== Fragment van pagina ==
Slide 3 - Tekstslide

Logotv
We gaan een uitzending van Logo tv kijken (Duitse jeugdjournaal)
Na elk onderwerp stel ik een vraag. 

Slide 4 - Tekstslide

Werken aan les 4
Je gaat werken in je Arbeitsbuch aan les 4. Deze is volgende week af.
Leer de woordjes op Pagina 4 deze worden volgende week teruggevraagd  aan het begin van de les.



Slide 5 - Tekstslide

Woordenboek
Als je je woordenboek nodig hebt, is het belangrijk om hem zo efficiënt mogelijk te gebruiken. Dit spaart een hoop tijd die je nodig hebt om de vragen te beantwoorden.



Slide 6 - Tekstslide

Hoe gebruik je een woordenboek
Kijk naar de zin(nen) er om heen: de context.

== Getoonde gegevens ==
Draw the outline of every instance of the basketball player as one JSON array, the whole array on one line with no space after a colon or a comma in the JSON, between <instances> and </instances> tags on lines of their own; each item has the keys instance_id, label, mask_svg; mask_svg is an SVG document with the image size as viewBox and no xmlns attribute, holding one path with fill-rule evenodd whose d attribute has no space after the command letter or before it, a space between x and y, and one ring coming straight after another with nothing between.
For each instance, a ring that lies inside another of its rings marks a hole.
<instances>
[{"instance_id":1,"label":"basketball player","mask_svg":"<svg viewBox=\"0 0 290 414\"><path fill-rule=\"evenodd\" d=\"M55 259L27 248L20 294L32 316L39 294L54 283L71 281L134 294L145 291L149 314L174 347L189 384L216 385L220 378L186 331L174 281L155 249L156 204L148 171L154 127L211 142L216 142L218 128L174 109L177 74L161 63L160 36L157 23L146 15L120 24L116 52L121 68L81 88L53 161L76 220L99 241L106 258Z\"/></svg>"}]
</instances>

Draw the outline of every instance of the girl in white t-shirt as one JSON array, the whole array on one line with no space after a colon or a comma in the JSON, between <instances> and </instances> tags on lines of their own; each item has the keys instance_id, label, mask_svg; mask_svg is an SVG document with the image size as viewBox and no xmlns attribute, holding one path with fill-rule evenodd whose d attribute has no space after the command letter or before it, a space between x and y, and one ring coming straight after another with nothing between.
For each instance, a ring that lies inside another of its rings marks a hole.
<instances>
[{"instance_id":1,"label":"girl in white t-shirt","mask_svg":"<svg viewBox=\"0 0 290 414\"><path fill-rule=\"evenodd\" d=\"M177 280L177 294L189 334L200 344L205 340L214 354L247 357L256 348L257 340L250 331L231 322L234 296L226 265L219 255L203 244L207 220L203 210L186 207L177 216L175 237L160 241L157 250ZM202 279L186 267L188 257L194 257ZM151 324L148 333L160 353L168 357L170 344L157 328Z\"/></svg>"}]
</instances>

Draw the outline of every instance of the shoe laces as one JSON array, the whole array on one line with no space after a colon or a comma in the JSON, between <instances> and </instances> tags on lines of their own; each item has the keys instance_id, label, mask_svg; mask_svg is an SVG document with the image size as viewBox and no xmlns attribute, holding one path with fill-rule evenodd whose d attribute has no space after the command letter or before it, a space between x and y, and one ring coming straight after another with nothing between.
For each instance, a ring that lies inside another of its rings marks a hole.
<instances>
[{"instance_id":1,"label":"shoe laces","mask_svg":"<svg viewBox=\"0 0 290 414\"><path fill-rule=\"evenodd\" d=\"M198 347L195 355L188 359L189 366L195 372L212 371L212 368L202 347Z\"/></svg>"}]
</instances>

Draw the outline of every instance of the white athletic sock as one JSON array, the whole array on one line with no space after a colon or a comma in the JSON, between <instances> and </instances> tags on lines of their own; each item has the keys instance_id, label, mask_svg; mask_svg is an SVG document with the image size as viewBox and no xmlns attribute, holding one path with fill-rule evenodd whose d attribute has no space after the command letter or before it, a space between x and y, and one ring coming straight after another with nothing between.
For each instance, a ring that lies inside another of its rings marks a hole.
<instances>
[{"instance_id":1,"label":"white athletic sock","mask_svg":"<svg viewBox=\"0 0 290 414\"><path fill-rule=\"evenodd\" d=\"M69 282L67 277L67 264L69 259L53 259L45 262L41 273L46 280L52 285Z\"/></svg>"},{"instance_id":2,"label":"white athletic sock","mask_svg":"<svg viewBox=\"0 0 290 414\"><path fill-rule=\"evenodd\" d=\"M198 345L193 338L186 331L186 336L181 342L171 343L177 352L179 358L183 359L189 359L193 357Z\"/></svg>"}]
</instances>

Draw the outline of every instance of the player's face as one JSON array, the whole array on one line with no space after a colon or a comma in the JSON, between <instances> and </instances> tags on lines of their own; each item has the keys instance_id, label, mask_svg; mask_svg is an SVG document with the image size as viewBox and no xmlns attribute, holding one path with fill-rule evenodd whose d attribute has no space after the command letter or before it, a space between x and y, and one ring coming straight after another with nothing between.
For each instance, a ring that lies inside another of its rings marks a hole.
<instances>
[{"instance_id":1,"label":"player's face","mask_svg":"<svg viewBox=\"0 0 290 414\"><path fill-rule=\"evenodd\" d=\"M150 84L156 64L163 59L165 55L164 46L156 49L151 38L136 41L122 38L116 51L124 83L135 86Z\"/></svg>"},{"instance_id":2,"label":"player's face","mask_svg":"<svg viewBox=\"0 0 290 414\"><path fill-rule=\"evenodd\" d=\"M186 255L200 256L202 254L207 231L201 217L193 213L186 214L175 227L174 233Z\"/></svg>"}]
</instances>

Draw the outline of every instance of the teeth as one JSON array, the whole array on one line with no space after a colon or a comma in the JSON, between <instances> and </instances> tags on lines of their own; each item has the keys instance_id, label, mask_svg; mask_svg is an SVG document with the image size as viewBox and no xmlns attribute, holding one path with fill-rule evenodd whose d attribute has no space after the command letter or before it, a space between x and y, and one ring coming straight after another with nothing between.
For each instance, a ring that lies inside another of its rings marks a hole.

== Schriftelijk verzoek ==
Haal alsjeblieft de passage van "Werken aan les" tot en met "vragen te beantwoorden." woordelijk uit het paginafragment. De lijst staat los van het paginafragment.

== Resultaat van opdracht ==
Werken aan les 4
Je gaat werken in je Arbeitsbuch aan les 4. Deze is volgende week af.
Leer de woordjes op Pagina 4 deze worden volgende week teruggevraagd  aan het begin van de les.



Slide 5 - Tekstslide

Woordenboek
Als je je woordenboek nodig hebt, is het belangrijk om hem zo efficiënt mogelijk te gebruiken. Dit spaart een hoop tijd die je nodig hebt om de vragen te beantwoorden.